§ DATA SHOWN:
════════════════════
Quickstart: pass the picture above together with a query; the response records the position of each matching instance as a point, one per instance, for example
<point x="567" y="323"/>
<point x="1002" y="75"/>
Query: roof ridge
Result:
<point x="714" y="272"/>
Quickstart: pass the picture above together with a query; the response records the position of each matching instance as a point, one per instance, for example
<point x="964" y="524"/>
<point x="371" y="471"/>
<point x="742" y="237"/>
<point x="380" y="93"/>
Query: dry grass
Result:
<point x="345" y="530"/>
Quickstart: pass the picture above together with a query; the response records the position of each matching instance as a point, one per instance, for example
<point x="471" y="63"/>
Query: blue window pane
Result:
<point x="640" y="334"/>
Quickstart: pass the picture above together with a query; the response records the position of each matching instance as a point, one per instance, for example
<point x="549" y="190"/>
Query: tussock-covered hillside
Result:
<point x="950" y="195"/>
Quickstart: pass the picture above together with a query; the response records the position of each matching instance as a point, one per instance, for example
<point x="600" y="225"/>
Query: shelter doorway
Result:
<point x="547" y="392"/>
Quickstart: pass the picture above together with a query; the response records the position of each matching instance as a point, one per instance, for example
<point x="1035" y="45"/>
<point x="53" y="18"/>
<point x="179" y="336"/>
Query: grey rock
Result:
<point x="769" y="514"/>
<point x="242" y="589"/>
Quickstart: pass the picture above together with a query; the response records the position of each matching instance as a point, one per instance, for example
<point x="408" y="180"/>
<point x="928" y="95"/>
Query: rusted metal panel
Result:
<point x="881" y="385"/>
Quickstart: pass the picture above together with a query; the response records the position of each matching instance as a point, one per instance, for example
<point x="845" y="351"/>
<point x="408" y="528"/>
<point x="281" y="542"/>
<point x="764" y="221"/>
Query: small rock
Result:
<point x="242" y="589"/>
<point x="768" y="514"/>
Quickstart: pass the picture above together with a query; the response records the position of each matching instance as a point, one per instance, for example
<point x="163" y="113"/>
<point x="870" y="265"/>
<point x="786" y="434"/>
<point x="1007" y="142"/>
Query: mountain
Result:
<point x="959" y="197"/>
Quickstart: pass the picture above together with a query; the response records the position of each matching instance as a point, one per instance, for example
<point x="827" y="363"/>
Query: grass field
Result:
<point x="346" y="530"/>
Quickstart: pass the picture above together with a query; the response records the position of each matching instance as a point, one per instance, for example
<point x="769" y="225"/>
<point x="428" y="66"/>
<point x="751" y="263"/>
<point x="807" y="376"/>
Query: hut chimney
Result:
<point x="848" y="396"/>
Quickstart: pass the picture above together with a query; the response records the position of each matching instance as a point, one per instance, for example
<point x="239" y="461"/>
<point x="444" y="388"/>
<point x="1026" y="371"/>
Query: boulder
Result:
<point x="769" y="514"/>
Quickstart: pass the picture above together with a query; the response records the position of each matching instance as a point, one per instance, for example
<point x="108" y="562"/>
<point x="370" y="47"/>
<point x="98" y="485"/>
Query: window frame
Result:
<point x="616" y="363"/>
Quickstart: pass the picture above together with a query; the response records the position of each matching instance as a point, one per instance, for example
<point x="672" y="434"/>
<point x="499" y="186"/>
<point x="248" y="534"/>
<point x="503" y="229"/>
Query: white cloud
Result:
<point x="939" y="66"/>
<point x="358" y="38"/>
════════════════════
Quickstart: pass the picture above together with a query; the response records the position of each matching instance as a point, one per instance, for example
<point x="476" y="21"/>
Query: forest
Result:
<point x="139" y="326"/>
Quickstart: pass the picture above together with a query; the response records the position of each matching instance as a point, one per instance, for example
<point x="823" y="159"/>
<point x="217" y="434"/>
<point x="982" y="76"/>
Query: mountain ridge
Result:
════════════════════
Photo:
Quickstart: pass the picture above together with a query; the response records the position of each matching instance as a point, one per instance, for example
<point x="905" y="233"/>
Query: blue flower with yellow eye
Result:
════════════════════
§ OBJECTIVE: Please return every line of the material above that contains the string "mountain".

§ WRITTEN REPLY:
Query: mountain
Query: mountain ridge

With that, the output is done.